**Job**
Output the line that contains "For the audit, pick out each instance of the dirty" and every line after it to the end of the entries, with nothing added or left out.

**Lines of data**
#####
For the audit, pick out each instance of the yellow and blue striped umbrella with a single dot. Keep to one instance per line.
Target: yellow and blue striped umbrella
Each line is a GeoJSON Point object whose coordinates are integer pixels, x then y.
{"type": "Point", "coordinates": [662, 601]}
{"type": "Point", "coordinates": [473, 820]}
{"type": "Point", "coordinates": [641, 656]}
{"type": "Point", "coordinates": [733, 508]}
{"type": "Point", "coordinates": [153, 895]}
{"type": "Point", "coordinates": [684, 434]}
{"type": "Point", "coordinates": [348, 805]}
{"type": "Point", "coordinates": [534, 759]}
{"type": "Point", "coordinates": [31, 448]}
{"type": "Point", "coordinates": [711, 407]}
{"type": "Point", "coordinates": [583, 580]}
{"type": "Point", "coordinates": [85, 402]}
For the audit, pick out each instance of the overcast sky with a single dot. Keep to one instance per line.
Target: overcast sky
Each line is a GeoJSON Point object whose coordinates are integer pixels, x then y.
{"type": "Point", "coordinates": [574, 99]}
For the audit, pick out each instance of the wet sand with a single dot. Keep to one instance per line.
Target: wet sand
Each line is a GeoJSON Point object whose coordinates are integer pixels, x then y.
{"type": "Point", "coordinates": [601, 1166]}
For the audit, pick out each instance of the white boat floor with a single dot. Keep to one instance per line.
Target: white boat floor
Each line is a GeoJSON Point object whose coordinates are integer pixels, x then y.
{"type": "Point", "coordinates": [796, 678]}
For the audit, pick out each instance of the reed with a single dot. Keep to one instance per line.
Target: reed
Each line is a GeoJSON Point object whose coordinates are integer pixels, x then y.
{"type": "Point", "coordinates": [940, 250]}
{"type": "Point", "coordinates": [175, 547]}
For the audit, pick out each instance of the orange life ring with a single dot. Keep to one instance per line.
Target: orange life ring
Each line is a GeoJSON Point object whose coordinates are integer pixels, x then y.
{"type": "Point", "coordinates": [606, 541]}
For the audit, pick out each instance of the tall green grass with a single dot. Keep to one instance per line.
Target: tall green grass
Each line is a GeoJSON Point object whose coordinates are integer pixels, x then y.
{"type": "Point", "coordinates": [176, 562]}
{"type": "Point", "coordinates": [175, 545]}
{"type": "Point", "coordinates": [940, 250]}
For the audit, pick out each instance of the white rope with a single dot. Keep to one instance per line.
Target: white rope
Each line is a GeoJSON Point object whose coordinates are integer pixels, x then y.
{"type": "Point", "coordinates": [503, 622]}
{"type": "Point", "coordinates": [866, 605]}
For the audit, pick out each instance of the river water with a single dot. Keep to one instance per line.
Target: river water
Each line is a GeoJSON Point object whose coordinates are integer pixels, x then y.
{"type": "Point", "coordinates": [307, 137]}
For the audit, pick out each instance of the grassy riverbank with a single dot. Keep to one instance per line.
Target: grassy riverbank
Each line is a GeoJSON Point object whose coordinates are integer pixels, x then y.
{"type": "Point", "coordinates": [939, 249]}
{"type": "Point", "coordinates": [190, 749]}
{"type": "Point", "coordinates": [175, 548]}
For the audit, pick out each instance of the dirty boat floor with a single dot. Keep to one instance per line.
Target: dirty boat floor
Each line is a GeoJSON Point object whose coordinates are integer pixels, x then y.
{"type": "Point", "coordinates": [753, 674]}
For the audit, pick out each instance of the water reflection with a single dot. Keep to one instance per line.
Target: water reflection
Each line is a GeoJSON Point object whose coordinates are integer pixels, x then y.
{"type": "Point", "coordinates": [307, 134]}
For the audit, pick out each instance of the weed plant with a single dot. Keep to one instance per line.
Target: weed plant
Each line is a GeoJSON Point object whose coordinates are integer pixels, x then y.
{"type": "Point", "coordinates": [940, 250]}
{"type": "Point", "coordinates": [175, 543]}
#####
**Solution for this exercise**
For the audit, pick out each instance of the dirty boat floor with a single dot. Keep to one instance per line.
Target: dirty boat floor
Each line is a GeoJSON Point object whose coordinates are integer pixels, x then y.
{"type": "Point", "coordinates": [753, 674]}
For the audit, pick out each instance of the water reflection with a single dot. Keep to one instance per line.
Target: water reflection
Each line is a GeoJSON Point object whose coordinates are integer pixels, x then y.
{"type": "Point", "coordinates": [307, 134]}
For the audit, pick out each instance of the weed plant with a single dot. Keep to one instance per line.
Target: weed plant
Each line is a GeoJSON Point object whose coordinates are integer pixels, x then y.
{"type": "Point", "coordinates": [940, 250]}
{"type": "Point", "coordinates": [175, 543]}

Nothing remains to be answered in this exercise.